Metin:
---------------
Birine derin bir aşk duyduğunda nefesini izle. Sevgilinin elini tutarken, ona sarılırken nefesini izle. Sonra bir gün, sessizce bir ağacın altında otururken, kendini yine aynı şekilde nefes alırken gözlemle. Aynı ritmi yakala, aynı geştaltın içine gir. Sevgiline sarılırken aldığın gibi nefes alırsan şaşıracaksın: tüm varoluş senin sevgilin olacak! Yine içinde büyük bir aşk yükselecek. Bu ikisi el ele gider.



Nefesini izle çünkü nefesin o aşk dolu ritmi en önemli şeydir: senin tüm varlığını baştan aşağıya dönüşüme uğratacaktır.







İKİ KİŞİ BİR OLARAK NEFES ALDIĞINDA



Sevgi dolu anlarını git gide daha yakından izle. Uyanık ol. Nefesinin nasıl değiştiğini gör. Bedeninin nasıl titreştiğini gör. Sevdiğin adam veya kadına sarılırken bunu bir deneye çevirirsen şaşıracaksın. Bir gün, sarılırken, birbirinin içinde erirken öylece en azından bir saat oturursan şaşıracaksın: yaşadığın en psikodelik deneyimlerden biri olacak bu!
---------------
Ham Veri:
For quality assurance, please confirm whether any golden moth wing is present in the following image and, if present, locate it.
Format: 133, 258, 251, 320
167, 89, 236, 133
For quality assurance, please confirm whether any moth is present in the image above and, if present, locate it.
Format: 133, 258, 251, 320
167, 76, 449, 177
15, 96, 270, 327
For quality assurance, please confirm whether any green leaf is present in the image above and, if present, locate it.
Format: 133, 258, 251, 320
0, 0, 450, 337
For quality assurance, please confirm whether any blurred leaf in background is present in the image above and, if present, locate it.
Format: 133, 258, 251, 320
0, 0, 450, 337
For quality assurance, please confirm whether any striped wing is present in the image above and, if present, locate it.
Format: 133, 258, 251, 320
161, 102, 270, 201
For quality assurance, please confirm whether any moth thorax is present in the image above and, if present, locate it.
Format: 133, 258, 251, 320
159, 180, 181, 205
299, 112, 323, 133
---------------
Yapmanız Gereken:
Nefes ve aşk üzerine olan metinde "Birine derin bir" sözlerinden "aşağıya dönüşüme uğratacaktır." sözlerine kadarki bölümü hiçbir değişiklik yapmadan kopyalar mısınız? Kayıtları kullanmanız gerekmiyor.

Yanıt:
Birine derin bir aşk duyduğunda nefesini izle. Sevgilinin elini tutarken, ona sarılırken nefesini izle. Sonra bir gün, sessizce bir ağacın altında otururken, kendini yine aynı şekilde nefes alırken gözlemle. Aynı ritmi yakala, aynı geştaltın içine gir. Sevgiline sarılırken aldığın gibi nefes alırsan şaşıracaksın: tüm varoluş senin sevgilin olacak! Yine içinde büyük bir aşk yükselecek. Bu ikisi el ele gider.



Nefesini izle çünkü nefesin o aşk dolu ritmi en önemli şeydir: senin tüm varlığını baştan aşağıya dönüşüme uğratacaktır.